··· Seção do documento ···
A origem de tal embaralhamento vem da nossa cultura sindical. Como, historicamente, muitos jornalistas profissionais foram migrando, aos poucos, para as assessorias de imprensa, os sindicatos de jornalistas passaram a ter, entre seus associados, contingentes cada vez maiores de assessores. Para não perderem filiados esses sindicatos começaram a representar, de uma vez só, uns e outros. Nasceu assim uma teoria corporativista segundo a qual tanto os repórteres como os assessores de imprensa praticam “jornalismo”. Nada mais falso – e nada mais pernicioso para a compreensão do que significa a independência editorial como primeiro dever de todo jornalista. Se um assessor de imprensa é jornalista, a independência editorial deixou de ser um requisito para definição dessa profissão. De acordo com essa novíssima semântica, uma redação não precisa ser independente para realizar a função de imprensa.
Essa teoria se expressa de modo escancarado no Código de Ética dos Jornalistas Brasileiros, da Federação Nacional dos Jornalistas (Fenaj). Venho sustentando há vários anos – e venho sustentando isso dentro da Fenaj, à qual sou filiado – que o nosso código está assentado sobre um conflito de interesses insolúvel. Dou aqui apenas dois sintomas desse conflito que o código não consegue – por mais que tente – ocultar.
··· Seção de dados ···
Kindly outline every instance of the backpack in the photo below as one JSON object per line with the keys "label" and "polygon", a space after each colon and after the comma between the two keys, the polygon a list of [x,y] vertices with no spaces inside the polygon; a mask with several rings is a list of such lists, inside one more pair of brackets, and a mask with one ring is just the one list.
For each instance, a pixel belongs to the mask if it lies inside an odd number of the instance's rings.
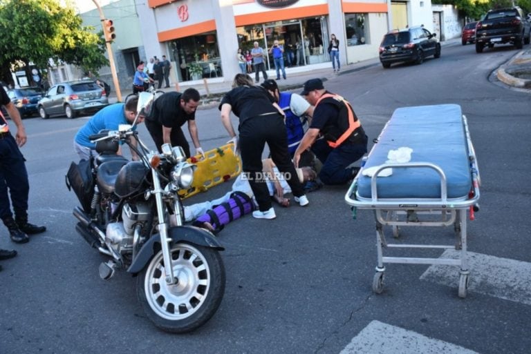
{"label": "backpack", "polygon": [[209,223],[214,228],[214,233],[218,233],[225,225],[233,220],[239,219],[254,210],[254,203],[250,197],[243,192],[234,192],[230,199],[225,203],[207,210],[194,222],[194,226],[203,227],[205,222]]}
{"label": "backpack", "polygon": [[91,212],[91,202],[94,195],[94,180],[92,175],[93,158],[82,159],[79,164],[70,164],[68,172],[64,176],[66,188],[74,190],[85,213]]}

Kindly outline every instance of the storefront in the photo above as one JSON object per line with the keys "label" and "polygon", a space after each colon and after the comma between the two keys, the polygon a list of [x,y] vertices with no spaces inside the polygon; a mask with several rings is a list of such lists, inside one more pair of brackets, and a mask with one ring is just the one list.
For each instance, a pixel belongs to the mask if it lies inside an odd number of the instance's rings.
{"label": "storefront", "polygon": [[[142,23],[145,18],[157,23],[142,28],[146,52],[169,55],[176,79],[230,81],[239,72],[237,49],[250,51],[254,41],[267,52],[278,40],[287,68],[306,67],[298,70],[329,64],[332,33],[339,39],[344,63],[378,56],[386,11],[384,0],[148,0],[139,17]],[[274,69],[271,55],[266,68]]]}

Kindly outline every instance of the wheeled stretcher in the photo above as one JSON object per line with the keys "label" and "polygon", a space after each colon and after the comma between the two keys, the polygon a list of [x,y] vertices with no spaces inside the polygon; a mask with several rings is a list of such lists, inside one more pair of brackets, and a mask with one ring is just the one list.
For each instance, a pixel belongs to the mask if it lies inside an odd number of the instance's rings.
{"label": "wheeled stretcher", "polygon": [[[390,150],[404,147],[412,149],[409,161],[388,161]],[[372,177],[364,175],[364,170],[370,168],[375,170]],[[391,171],[391,175],[378,176],[382,171]],[[378,253],[373,280],[375,293],[383,291],[384,263],[445,264],[459,266],[458,295],[466,297],[470,271],[467,260],[467,219],[473,220],[474,211],[478,210],[479,184],[467,119],[459,106],[395,110],[345,195],[355,217],[357,209],[374,210]],[[398,239],[401,226],[452,225],[456,234],[453,244],[405,244]],[[397,239],[394,243],[386,239],[385,226],[391,226]],[[460,250],[460,257],[384,256],[384,248],[455,248]]]}

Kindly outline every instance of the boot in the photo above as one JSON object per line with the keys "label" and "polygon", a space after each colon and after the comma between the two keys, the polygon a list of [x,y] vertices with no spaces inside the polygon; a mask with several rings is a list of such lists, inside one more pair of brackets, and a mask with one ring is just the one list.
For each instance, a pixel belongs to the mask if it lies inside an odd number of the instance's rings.
{"label": "boot", "polygon": [[37,226],[28,222],[28,215],[21,217],[16,215],[15,219],[17,220],[17,225],[18,225],[19,228],[28,235],[35,235],[46,230],[46,226]]}
{"label": "boot", "polygon": [[15,250],[3,250],[0,249],[0,259],[9,259],[13,257],[17,256],[17,251]]}
{"label": "boot", "polygon": [[11,241],[17,244],[25,244],[30,240],[30,237],[28,237],[20,228],[19,226],[15,222],[13,218],[11,217],[3,219],[3,224],[9,230],[9,236],[11,237]]}

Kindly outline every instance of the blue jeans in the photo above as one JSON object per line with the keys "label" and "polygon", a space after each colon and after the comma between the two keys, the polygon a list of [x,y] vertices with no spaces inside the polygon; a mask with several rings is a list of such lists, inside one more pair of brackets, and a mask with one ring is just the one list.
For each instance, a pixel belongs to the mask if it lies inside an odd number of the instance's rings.
{"label": "blue jeans", "polygon": [[335,61],[334,61],[334,59],[337,61],[337,70],[339,70],[341,68],[341,64],[339,64],[339,51],[330,50],[330,56],[332,58],[332,66],[334,68],[334,70],[335,70]]}
{"label": "blue jeans", "polygon": [[312,146],[312,151],[323,164],[319,178],[325,184],[344,184],[354,176],[353,167],[347,167],[367,153],[365,144],[343,143],[338,148],[330,148],[324,139],[319,139]]}
{"label": "blue jeans", "polygon": [[0,137],[0,218],[2,219],[12,217],[10,204],[16,215],[22,215],[28,210],[30,185],[25,161],[11,135]]}
{"label": "blue jeans", "polygon": [[273,59],[274,61],[274,68],[277,69],[277,79],[278,80],[280,79],[280,72],[279,70],[282,70],[282,77],[286,79],[286,70],[284,70],[284,58],[280,57],[280,58],[274,58]]}

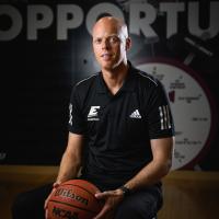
···
Digite novamente, na íntegra e sem nenhuma alteração, o texto sobre jornalistas e assessores de imprensa. As linhas acima são dispensáveis aqui.

A origem de tal embaralhamento vem da nossa cultura sindical. Como, historicamente, muitos jornalistas profissionais foram migrando, aos poucos, para as assessorias de imprensa, os sindicatos de jornalistas passaram a ter, entre seus associados, contingentes cada vez maiores de assessores. Para não perderem filiados esses sindicatos começaram a representar, de uma vez só, uns e outros. Nasceu assim uma teoria corporativista segundo a qual tanto os repórteres como os assessores de imprensa praticam “jornalismo”. Nada mais falso – e nada mais pernicioso para a compreensão do que significa a independência editorial como primeiro dever de todo jornalista. Se um assessor de imprensa é jornalista, a independência editorial deixou de ser um requisito para definição dessa profissão. De acordo com essa novíssima semântica, uma redação não precisa ser independente para realizar a função de imprensa.
Essa teoria se expressa de modo escancarado no Código de Ética dos Jornalistas Brasileiros, da Federação Nacional dos Jornalistas (Fenaj). Venho sustentando há vários anos – e venho sustentando isso dentro da Fenaj, à qual sou filiado – que o nosso código está assentado sobre um conflito de interesses insolúvel. Dou aqui apenas dois sintomas desse conflito que o código não consegue – por mais que tente – ocultar.